Last week, EPA declined to ban the pesticide chlorpyrifos, which had been recommended for removal during the Obama administration.
The pesticide has been around for a long time, and is used primarily against soil-borne pests. American Vegetable Grower reached out to several Extension agents to learn their reactions to chlorpyrifos’ dodging the ban.
It’s a Boon for Brassica Growers says Thomas Kumar, Professor and Extension Vegetable Entomology Specialist, Virginia Tech
Chlorpyrifos is among the few organophosphates still registered for use on food crops. Under enactment of the Food Quality Protection Act, many of the more toxic organophosphates have been removed from use on vegetables. These insecticides have largely been replaced by neonicotinoids, pyrethroids, and other insecticide classes. A few uses of chlorpyrifos on vegetables have remained, particularly where there have not been adequate replacements that have provided similar pest control efficacy.
One example is the control of cabbage maggot on brassica crops. This is a very damaging pest in some regions of the U.S., and chlorpyrifos is the most efficacious insecticide option for control. Thus, the news means that commercial growers of brassica crops in the U.S. will still have this effective insecticide in their pest control arsenal for the time being.
California Regulations Already Cut Deeply into Chlorpyrifos Use, Says Shimat V. Joseph, IPM Advisor (Entomology) | University of California Cooperative Extension:
In central coast of California, use of chlorpyrifos declined sharply due to regulations enforced by the regional water board. However, growers with large acreage still use it. As Tom indicated, it is primarily used against soil-borne pests such as cabbage maggot, garden symphylans, springtails etc.
Based on my trials, the efficacy of chlorpyrifos against cabbage maggot is questionable. So the growers moved on using other chemistries, as Tom indicated, because of the enforcement of regulation rather than the attempted ban. In the central coast of California, the issue started when toxic levels of chlorpyrifos was detected in surface water threatening the non-targets such as benthic organisms. I still see the value of having chlorpyrifos around as a tool in the tool box.
Please see this article — it discusses some of these points. The paper is primarily targeting pyrethroids, but I have mentioned OP issues too.
Chlorpyrifos is a Much Needed Weapon to Combat Sudden Apple Decline, says Peter J. Jentsch, Hudson Valley Research Laboratory Director, Senior Extension Associate, Entomology, NYSAES Cornell University
I wrote an article last week in support of chlorpyrifos to provide additional detail regarding our need in agricultural production, given the dramatic shift in tree architecture and sudden apple decline (SAD) we are observing in New York State.

________________________

◆ Tasks to complete ◆
[a] List every person the chlorpyrifos article quotes by name, with the title and institution it gives for each.
[b] Answer these questions from the chlorpyrifos article, one line each:
(i) Which insecticide classes does it name as largely replacing the more toxic organophosphates on vegetables?
(ii) What detection started the chlorpyrifos issue in the central coast of California?
(iii) In which state is sudden apple decline being observed?
[c] Continue the chlorpyrifos article from the end of its last sentence.

◆ Given records ◆
________________________

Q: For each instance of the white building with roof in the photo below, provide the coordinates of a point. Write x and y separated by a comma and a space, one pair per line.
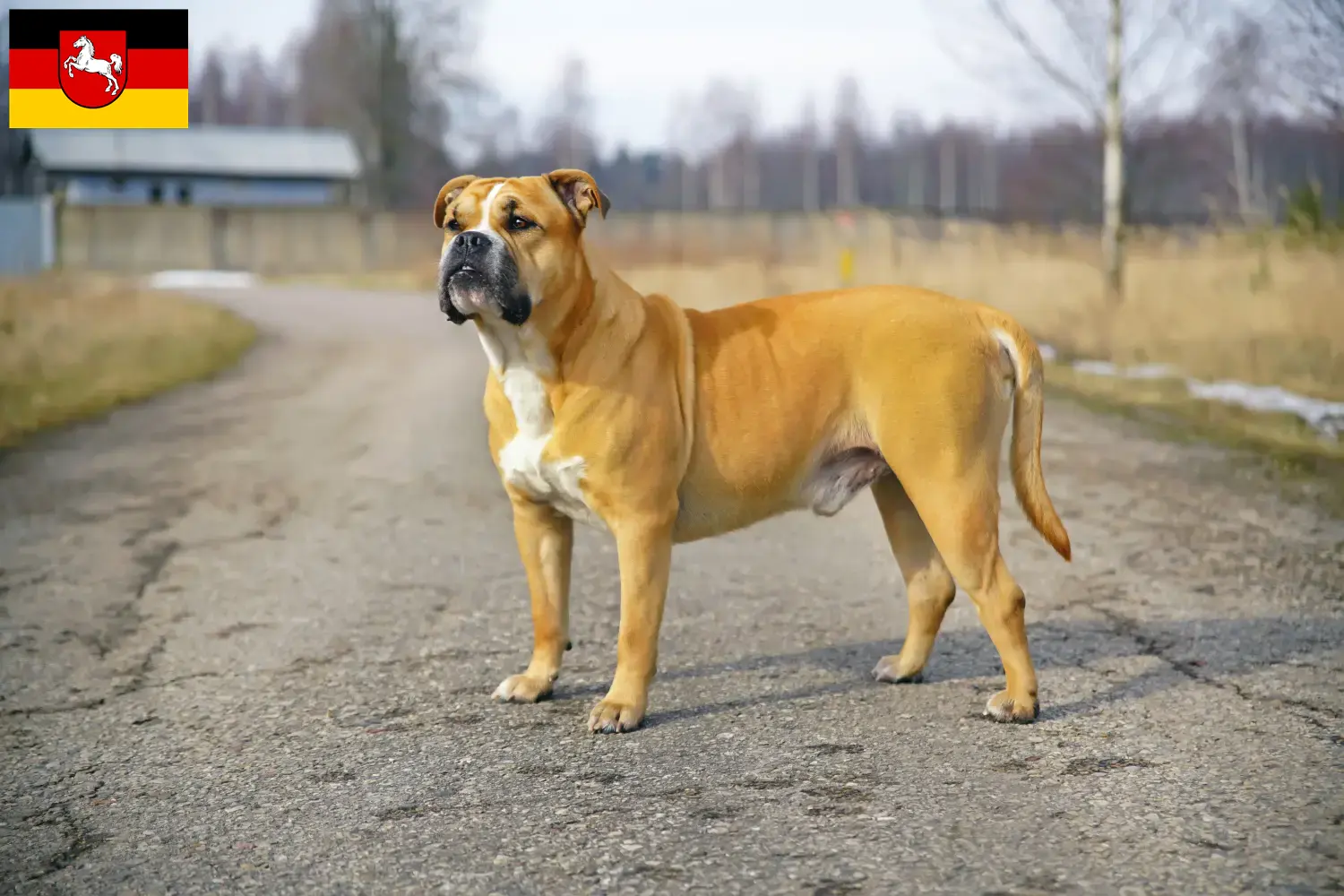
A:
203, 166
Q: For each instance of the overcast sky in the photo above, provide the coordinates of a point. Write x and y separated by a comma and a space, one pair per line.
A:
937, 59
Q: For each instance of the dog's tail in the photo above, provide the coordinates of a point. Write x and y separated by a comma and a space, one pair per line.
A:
1027, 418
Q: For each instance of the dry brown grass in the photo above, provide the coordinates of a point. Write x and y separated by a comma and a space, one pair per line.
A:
1218, 308
1215, 306
75, 347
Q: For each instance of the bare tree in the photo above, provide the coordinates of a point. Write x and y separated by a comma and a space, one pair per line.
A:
1239, 85
211, 88
1311, 34
811, 159
683, 137
383, 70
1109, 61
567, 132
849, 142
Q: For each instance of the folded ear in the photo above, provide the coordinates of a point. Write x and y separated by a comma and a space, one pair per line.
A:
446, 194
580, 194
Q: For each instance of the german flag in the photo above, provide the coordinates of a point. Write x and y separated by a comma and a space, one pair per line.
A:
99, 69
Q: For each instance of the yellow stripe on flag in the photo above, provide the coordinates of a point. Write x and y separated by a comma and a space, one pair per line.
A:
132, 109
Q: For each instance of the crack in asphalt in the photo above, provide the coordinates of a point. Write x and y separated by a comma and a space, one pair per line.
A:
1150, 646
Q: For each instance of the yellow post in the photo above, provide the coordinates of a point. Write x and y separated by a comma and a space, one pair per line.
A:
846, 266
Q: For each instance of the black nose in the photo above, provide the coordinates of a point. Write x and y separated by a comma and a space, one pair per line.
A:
472, 241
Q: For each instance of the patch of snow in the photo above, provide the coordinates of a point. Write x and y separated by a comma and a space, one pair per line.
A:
201, 280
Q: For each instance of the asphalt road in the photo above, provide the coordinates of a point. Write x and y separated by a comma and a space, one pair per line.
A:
249, 634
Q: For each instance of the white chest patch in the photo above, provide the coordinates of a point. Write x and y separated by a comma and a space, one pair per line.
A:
519, 359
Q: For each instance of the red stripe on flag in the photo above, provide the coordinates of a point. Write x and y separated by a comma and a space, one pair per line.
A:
145, 70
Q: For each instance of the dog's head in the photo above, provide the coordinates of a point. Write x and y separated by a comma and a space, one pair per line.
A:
510, 244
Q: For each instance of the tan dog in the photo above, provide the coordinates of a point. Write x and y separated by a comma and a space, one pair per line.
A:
664, 426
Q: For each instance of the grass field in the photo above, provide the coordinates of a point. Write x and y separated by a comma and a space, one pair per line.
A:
1244, 306
73, 349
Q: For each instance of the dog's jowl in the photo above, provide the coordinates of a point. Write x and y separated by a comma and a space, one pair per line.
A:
629, 413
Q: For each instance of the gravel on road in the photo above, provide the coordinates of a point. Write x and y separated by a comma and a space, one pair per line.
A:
249, 632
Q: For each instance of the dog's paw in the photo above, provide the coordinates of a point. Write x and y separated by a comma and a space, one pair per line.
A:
523, 688
889, 669
613, 716
1004, 708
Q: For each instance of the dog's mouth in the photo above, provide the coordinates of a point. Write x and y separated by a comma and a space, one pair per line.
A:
465, 293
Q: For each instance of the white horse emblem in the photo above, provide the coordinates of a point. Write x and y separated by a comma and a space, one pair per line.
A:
90, 64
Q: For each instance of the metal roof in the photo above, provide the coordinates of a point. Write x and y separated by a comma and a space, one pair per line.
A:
202, 150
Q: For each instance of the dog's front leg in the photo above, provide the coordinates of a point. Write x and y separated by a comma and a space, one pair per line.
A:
546, 544
644, 551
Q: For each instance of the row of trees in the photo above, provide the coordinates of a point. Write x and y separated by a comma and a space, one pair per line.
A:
386, 72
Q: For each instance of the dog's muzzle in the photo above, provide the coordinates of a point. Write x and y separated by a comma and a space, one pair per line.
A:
478, 279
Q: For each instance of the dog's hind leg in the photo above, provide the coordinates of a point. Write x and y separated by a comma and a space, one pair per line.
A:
929, 584
962, 517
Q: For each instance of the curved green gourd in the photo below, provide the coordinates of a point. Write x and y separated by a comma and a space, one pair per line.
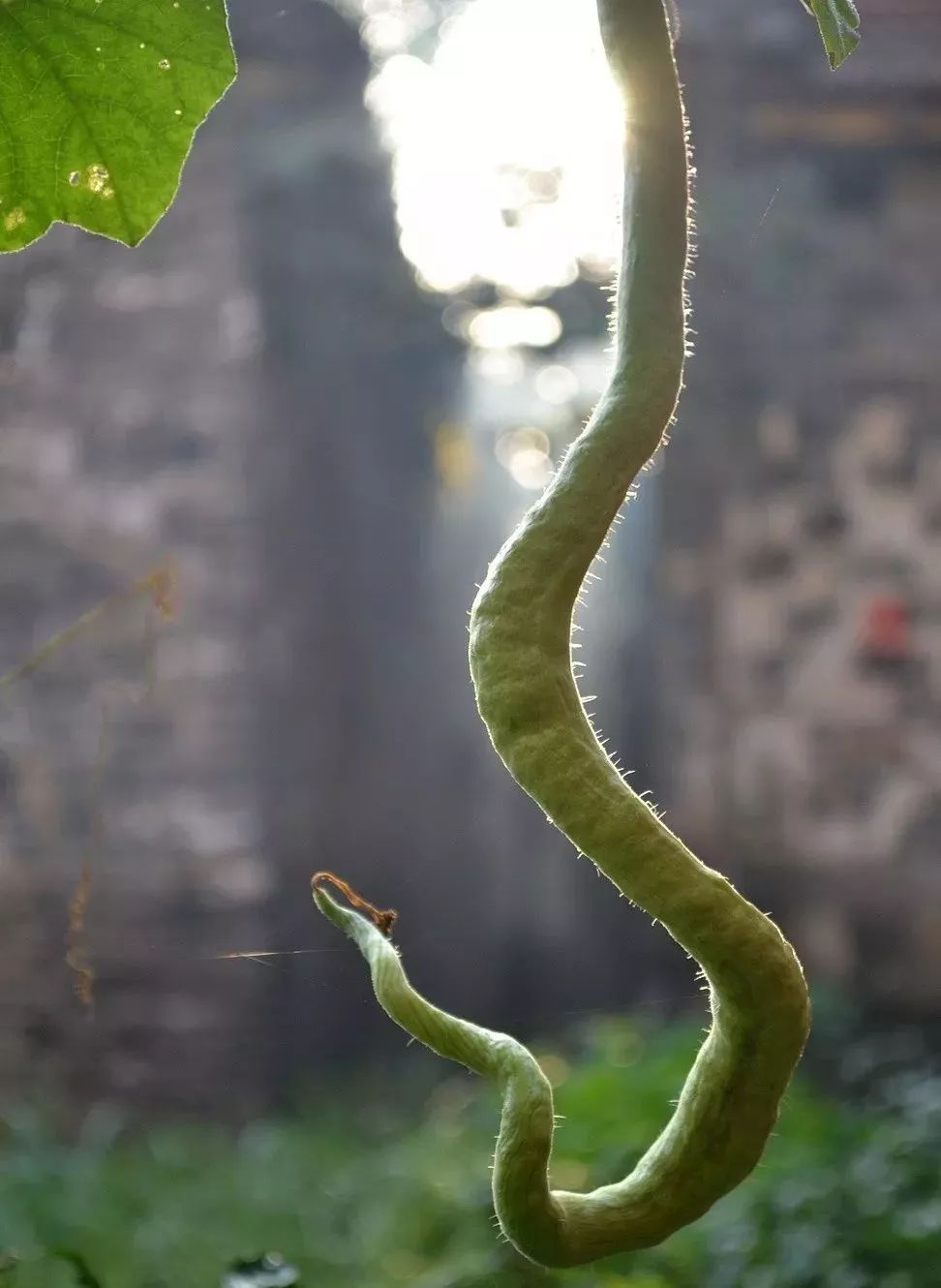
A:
522, 667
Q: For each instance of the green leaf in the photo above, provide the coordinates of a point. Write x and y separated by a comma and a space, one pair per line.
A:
100, 101
839, 27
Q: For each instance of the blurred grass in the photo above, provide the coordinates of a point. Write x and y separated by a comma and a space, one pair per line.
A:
359, 1191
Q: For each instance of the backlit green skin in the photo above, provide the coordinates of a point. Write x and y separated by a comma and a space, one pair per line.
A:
522, 667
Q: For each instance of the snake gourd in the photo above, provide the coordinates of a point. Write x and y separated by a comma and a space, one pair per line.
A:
520, 660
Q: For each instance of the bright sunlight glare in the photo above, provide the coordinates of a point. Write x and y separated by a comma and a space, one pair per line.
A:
506, 147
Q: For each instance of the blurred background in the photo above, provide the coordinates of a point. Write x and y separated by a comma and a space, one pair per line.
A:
319, 395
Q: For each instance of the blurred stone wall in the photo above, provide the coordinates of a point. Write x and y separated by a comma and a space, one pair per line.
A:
801, 589
243, 395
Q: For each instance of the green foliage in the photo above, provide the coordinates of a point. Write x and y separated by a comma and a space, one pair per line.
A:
839, 27
846, 1198
98, 105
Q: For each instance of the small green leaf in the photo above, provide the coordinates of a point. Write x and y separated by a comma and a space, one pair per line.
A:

________________________

◆ Task-by-task outputs ◆
[a]
- Thomas Kumar, Professor and Extension Vegetable Entomology Specialist, Virginia Tech
- Shimat V. Joseph, IPM Advisor (Entomology), University of California Cooperative Extension
- Peter J. Jentsch, Hudson Valley Research Laboratory Director, Senior Extension Associate, Entomology, NYSAES Cornell University

[b]
(i) Neonicotinoids and pyrethroids, along with other insecticide classes.
(ii) Toxic levels of chlorpyrifos were detected in surface water, threatening non-targets such as benthic organisms.
(iii) New York State.

[c]
In New York, the invasive insect complex, including the brown marmorated stink bug (BMSB) in tree fruit, continues to cause unprecedented injury to crops, requiring significant time to determine best management practices, while older broad spectrum management tools are employed to reduce losses. The use of chlorpyrifos in this case is not necessarily essential, but is one of only a handful of tool capable of reducing BMSB in emergency situations. Although newer, reduced risk technologies and products are available for use in tree fruit production, they are not without concerns.
This was recently evidenced in the reduced risk organophosphates (OP) replacement neonicotinoid insecticide class, targeted for honeybee reduction concerns. Insecticide resistance management, by design, requires rotation of multiple classes of insecticides. The OP class has only a few tools available for use in tree fruit after Food Quality Protection Act (FQPA) reductions of this class. The loss of Lorsban would reduce the resistance management potential in many New York cropping systems. In New York, Lorsban is constrained for foliar applications during the pre-bloom period for black stem borer (BSB), yet dogwood borer (DWB) management using trunk applications can be used post bloom in a single seasonal application. These two insects contribute to SAD in New York. Employing a single trunk application against the BSB would significantly reduce the risk to pollinators and the predatory insect complex, while reducing the potential for introduction to ground water and residue on fruit, yet would optimizing the efficacy in timing to reduce significant losses to the tree fruit industry by boring pests.
California Citrus Mutual Issues a Celebratory Statement
“We believe that sound science should prevail in the regulation of crop protection tools,” says CCM President Joel Nelsen.
Nelsen and members of California Citrus Mutual’s Executive Committee met with EPA several times last year to lobby for chlorpyrifos’ use in citrus production, where the pesticide helpls suppress the Asian citrus psyllid, that spreads the deadly huanglongbing (HLB) or citrus greening disease.